**RECORDS FOR THE EXERCISE**
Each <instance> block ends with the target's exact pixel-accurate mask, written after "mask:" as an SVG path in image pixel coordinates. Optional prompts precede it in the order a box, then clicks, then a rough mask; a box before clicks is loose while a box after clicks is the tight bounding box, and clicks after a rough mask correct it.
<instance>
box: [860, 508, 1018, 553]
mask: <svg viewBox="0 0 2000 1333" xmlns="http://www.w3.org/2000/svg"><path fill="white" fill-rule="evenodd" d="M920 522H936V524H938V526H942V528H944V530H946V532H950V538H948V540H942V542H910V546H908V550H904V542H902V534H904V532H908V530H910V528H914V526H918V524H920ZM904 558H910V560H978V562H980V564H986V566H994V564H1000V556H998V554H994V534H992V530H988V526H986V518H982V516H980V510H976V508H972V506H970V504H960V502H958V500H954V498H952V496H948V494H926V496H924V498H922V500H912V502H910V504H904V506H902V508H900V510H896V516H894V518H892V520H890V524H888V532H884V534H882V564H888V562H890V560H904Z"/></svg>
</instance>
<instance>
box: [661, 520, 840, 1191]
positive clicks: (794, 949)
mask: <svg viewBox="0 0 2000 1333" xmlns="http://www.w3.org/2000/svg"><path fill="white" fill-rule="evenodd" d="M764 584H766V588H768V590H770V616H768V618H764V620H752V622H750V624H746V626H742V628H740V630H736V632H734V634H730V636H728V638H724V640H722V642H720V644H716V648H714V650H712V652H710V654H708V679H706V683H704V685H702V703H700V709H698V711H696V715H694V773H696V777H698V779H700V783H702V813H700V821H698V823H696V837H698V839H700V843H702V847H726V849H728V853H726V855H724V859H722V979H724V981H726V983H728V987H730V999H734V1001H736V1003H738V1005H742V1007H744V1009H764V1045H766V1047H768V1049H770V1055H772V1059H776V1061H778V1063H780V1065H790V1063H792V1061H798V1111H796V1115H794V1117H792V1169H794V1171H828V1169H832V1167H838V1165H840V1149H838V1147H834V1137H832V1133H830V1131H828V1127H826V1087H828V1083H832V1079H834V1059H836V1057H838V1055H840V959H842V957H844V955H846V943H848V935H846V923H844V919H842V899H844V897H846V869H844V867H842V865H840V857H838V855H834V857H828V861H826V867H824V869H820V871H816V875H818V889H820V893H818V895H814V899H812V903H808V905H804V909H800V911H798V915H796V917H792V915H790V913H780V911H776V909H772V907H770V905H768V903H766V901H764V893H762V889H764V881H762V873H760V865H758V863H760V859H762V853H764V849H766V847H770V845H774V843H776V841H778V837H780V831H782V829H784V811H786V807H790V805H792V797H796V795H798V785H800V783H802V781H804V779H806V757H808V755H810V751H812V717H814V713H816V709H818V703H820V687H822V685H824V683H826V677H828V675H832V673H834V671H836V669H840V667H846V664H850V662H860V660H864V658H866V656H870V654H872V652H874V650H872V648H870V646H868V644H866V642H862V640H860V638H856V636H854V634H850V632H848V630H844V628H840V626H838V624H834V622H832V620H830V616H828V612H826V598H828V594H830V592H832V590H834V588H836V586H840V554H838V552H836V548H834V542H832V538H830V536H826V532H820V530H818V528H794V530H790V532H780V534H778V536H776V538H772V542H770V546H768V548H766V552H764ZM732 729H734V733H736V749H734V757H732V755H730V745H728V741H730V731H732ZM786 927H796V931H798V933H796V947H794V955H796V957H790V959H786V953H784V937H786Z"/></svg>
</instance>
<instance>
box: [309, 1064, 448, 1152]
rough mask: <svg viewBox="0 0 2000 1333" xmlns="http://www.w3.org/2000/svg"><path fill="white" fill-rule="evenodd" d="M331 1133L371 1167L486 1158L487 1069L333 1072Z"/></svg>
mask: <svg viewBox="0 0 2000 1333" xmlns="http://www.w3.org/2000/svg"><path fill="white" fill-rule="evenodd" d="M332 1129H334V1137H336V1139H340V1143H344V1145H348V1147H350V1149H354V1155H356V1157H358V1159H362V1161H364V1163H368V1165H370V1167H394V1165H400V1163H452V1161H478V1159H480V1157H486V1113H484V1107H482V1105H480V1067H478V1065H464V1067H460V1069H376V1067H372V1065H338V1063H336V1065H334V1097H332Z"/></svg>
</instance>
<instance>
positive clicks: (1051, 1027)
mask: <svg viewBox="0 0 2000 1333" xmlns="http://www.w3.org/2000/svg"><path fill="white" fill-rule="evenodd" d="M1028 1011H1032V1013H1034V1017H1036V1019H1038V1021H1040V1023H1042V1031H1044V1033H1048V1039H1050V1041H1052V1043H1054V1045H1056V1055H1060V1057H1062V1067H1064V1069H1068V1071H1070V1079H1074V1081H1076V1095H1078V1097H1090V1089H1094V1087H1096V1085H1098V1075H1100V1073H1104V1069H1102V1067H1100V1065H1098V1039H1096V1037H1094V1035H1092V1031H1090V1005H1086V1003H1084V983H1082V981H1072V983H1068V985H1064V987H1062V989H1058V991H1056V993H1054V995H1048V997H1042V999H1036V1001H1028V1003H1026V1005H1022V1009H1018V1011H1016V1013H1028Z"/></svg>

**WHAT IS NEEDED**
Output all entries exactly as given above.

**ANSWER SECTION**
Each <instance> block ends with the target's exact pixel-accurate mask, written after "mask:" as an SVG path in image pixel coordinates. Optional prompts precede it in the order a box, then clicks, then a rough mask; a box before clicks is loose while a box after clicks is the tight bounding box, and clicks after a rough mask correct it.
<instance>
box: [860, 508, 1018, 553]
mask: <svg viewBox="0 0 2000 1333" xmlns="http://www.w3.org/2000/svg"><path fill="white" fill-rule="evenodd" d="M920 522H936V524H938V526H942V528H944V530H946V532H950V538H948V540H942V542H910V546H908V550H904V542H902V534H904V532H908V530H910V528H914V526H918V524H920ZM904 558H910V560H978V562H980V564H986V566H994V564H1000V556H998V554H994V534H992V530H988V526H986V518H982V516H980V510H976V508H972V506H970V504H960V502H958V500H954V498H952V496H948V494H926V496H924V498H922V500H912V502H910V504H904V506H902V508H900V510H896V516H894V518H892V520H890V524H888V532H884V534H882V564H888V562H890V560H904Z"/></svg>
</instance>
<instance>
box: [661, 520, 840, 1191]
positive clicks: (794, 949)
mask: <svg viewBox="0 0 2000 1333" xmlns="http://www.w3.org/2000/svg"><path fill="white" fill-rule="evenodd" d="M764 584H766V588H768V590H770V616H768V618H764V620H752V622H750V624H746V626H742V628H740V630H736V632H734V634H730V636H728V638H724V640H722V642H720V644H716V648H714V650H712V652H710V654H708V679H706V683H704V685H702V703H700V709H698V711H696V715H694V773H696V777H698V779H700V783H702V813H700V821H698V823H696V837H698V839H700V843H702V847H726V849H728V853H726V855H724V859H722V979H724V981H726V983H728V987H730V999H734V1001H736V1003H738V1005H742V1007H744V1009H764V1045H766V1047H768V1049H770V1055H772V1059H776V1061H778V1063H780V1065H790V1063H792V1061H798V1111H796V1115H794V1117H792V1169H794V1171H828V1169H832V1167H838V1165H840V1149H838V1147H834V1137H832V1133H830V1131H828V1127H826V1087H828V1083H832V1079H834V1059H836V1057H838V1055H840V959H842V957H844V955H846V943H848V935H846V923H844V919H842V899H844V897H846V869H844V867H842V865H840V857H838V855H834V857H828V861H826V867H824V869H820V871H816V875H818V889H820V893H818V895H814V899H812V903H808V905H804V909H800V911H798V915H796V917H792V915H790V913H780V911H776V909H772V907H770V905H768V903H766V901H764V893H762V889H764V881H762V873H760V865H758V863H760V859H762V853H764V849H766V847H770V845H774V843H776V841H778V837H780V831H782V829H784V811H786V807H790V805H792V797H796V795H798V785H800V783H802V781H804V779H806V757H808V755H810V751H812V717H814V713H816V709H818V703H820V687H822V685H824V683H826V677H828V675H832V673H834V671H836V669H840V667H846V664H850V662H860V660H864V658H866V656H870V654H872V652H874V650H872V648H870V646H868V644H866V642H862V640H860V638H856V636H854V634H850V632H848V630H844V628H840V626H838V624H834V622H832V620H830V616H828V612H826V598H828V594H830V592H832V590H834V588H836V586H840V554H838V552H836V548H834V542H832V538H830V536H826V532H820V530H818V528H794V530H790V532H780V534H778V536H776V538H772V542H770V546H768V548H766V552H764ZM732 729H734V733H736V749H734V757H732V755H730V745H728V741H730V731H732ZM786 927H796V931H798V933H796V947H794V955H796V957H790V959H786V953H784V937H786Z"/></svg>
</instance>
<instance>
box: [309, 1064, 448, 1152]
rough mask: <svg viewBox="0 0 2000 1333" xmlns="http://www.w3.org/2000/svg"><path fill="white" fill-rule="evenodd" d="M331 1133L371 1167L486 1158L487 1069L333 1072Z"/></svg>
mask: <svg viewBox="0 0 2000 1333" xmlns="http://www.w3.org/2000/svg"><path fill="white" fill-rule="evenodd" d="M332 1129H334V1137H336V1139H340V1143H344V1145H348V1147H350V1149H354V1155H356V1157H358V1159H362V1161H364V1163H368V1165H370V1167H394V1165H400V1163H452V1161H478V1159H480V1157H486V1113H484V1107H482V1105H480V1067H478V1065H464V1067H460V1069H376V1067H372V1065H338V1063H336V1065H334V1097H332Z"/></svg>
</instance>
<instance>
positive clicks: (1051, 1027)
mask: <svg viewBox="0 0 2000 1333" xmlns="http://www.w3.org/2000/svg"><path fill="white" fill-rule="evenodd" d="M1028 1011H1032V1013H1034V1017H1036V1019H1038V1021H1040V1023H1042V1031H1044V1033H1048V1039H1050V1041H1052V1043H1054V1045H1056V1055H1060V1057H1062V1067H1064V1069H1068V1071H1070V1079H1074V1081H1076V1095H1078V1097H1090V1089H1094V1087H1096V1085H1098V1075H1100V1073H1104V1069H1102V1067H1100V1065H1098V1039H1096V1037H1094V1035H1092V1031H1090V1005H1086V1003H1084V983H1082V981H1072V983H1068V985H1064V987H1062V989H1058V991H1056V993H1054V995H1048V997H1042V999H1036V1001H1028V1003H1026V1005H1022V1009H1018V1011H1016V1013H1028Z"/></svg>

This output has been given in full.